Peremajaan Kota Buka Banyak Peluang di Masa Depan


Rabu, 7 April 2021
-Kementerian Perencanaan Pembangunan Nasional (PPN) melalui Direktorat Perumahan dan Permukiman baru– baru ini menggelar webinar tentang peremajaan kota (urban renewal) dalam skala kawasan. Proyek ini menjadi salah upaya pemerintah dalam meningkatkan kualitas dan kesehateraan hidup masyarakat di kawasan perkotaan. Peremajaan kota diperlukan karena arus urbanisasi di Indonesia yang terbilang cukup tinggi, dimana hal ini menyebabkan sebaran penduduk menjadi tidak merata antara pedesaan dan perkotaan sehingga mengakibatkan banyak penduduk di kawasan perkotaan yang hidup dengan rumah tidak layak huni.

Dilansir dari data Survei Sosial Ekonomi Nasional (SUSENAS), dan World Bank Report, menyatakan bahwa pada tahun 2019 capaian rumah tidak layak huni di Indonesia ialah 56,51% untuk skala nasional, 50,70% untuk skala perdesaan, dan 61,09% untuk skala perkotaan yang artinya masih terdapat 38,9% atau setara dengan 15,5 juta rumah tangga di perkotaan tinggal dirumah tidak layak huni, dan sebagiannya berada di permukiman kumuh.

## Tugas yang diberikan A
Dalam teks tentang peremajaan kota, direktorat apa yang menggelar webinar itu?
## Tugas yang diberikan B
Sambung teks tentang peremajaan kota, mulai setelah kalimat terakhirnya.

## Informasi yang ditampilkan
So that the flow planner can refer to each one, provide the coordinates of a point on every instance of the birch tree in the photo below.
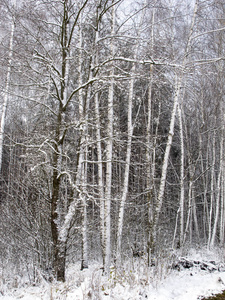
(6, 91)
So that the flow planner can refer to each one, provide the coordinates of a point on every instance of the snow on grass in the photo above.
(132, 282)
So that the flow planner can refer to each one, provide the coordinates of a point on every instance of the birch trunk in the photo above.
(218, 193)
(211, 190)
(6, 92)
(150, 153)
(181, 177)
(127, 167)
(179, 80)
(109, 148)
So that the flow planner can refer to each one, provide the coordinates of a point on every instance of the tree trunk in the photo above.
(6, 92)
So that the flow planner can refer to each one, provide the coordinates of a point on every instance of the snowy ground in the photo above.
(134, 282)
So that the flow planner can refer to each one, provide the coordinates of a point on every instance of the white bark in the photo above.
(109, 148)
(218, 193)
(211, 190)
(172, 122)
(6, 92)
(181, 177)
(127, 167)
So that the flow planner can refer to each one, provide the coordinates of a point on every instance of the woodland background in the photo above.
(112, 130)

## Jawaban yang diharapkan A
Direktorat Perumahan dan Permukiman, Kementerian Perencanaan Pembangunan Nasional (PPN).

## Jawaban yang diharapkan B
Setelah melihat data tersebut, peremajaan kota atau urban renewal menjadi salah satu program pemerintah untuk mengatasi permasalahan tempat kumuh yang diakibatkan oleh arus urbanisasi. Tri Dewi Vrigiyanti selaku Direktur Perumahan dan Permukiman, Kementerian PPN menyampaikan bahwa

 “Peremajaan kota merupakan upaya terintegrasi, transformatif, dan efisien yang dapat dilakukan pemerintah untuk pencapaian target RPJMN 2020-2024. Dalam aspek sosial dan ekonomi, peremajaan permukiman kumuh dapat meningkatkan kualitas hidup masyarakat, karena secara tidak langsung membuka potensi untuk penyerapan tenaga kerja dalam pembangunan kontruksi, yang berdampak pada kenaikan income penduduk serta peningkatan nilai properti yang ada. Selain itu , peremajaan permukiman kumuh juga memberikan tambahan suplai hunian layak bagi seluruh kalangan.”

Selanjutnya Tri Dewi Virgiyanti menambahkan bahwa dalam peremajaan permukiman kumuh skala kawasan, rencananya akan menggunakan konsep campuran (mixed used) yang terdiri dari kawasan komersial dengan hunian vertikal untuk MBR (Masyarakat Berpenghasilan Rendah) dan masyarakat menengah ke atas. Untuk mencapai kompleksitas yang lebih tinggi, masyarakat akan menjadi shareholder yang nantinya akan menggunakan skema KPBU (Kerjasama Pemerintah dengan Badan Usaha).

Indonesia juga dapat mencontoh negara lain yang sudah lebih dulu melakukan urban renewal, salah satunya ialah kota Eskisehir di negara Turki. Dalam pelaksanaanya, pemerintah negara Turki melakukan pendekatan kepada masyarkat terlebih dahulu, serta turut melakukan mitigasi resiko bencana, peningkatan layanan dasar, modernisasi transpotasi, serta revitalisasi perkotaan. Dalam hal pembiayaan,  pemerintah Turki bekerjsama dengan private bank serta menggunakan skema KPBU untuk restorasi kawasan yang diremajakan.

Pada kesempatan kali ini, Kementerian PPN juga turut mengundang Profesor Kemal Taruc, sebagai senior dan juga ahli dalam bidang peremajaan kota. Dalam paparannya, ia menyampaikan bahwa Indonesia pernah menempati rate tertinggi pada tahun 2016 dalam kategori new urbanisation.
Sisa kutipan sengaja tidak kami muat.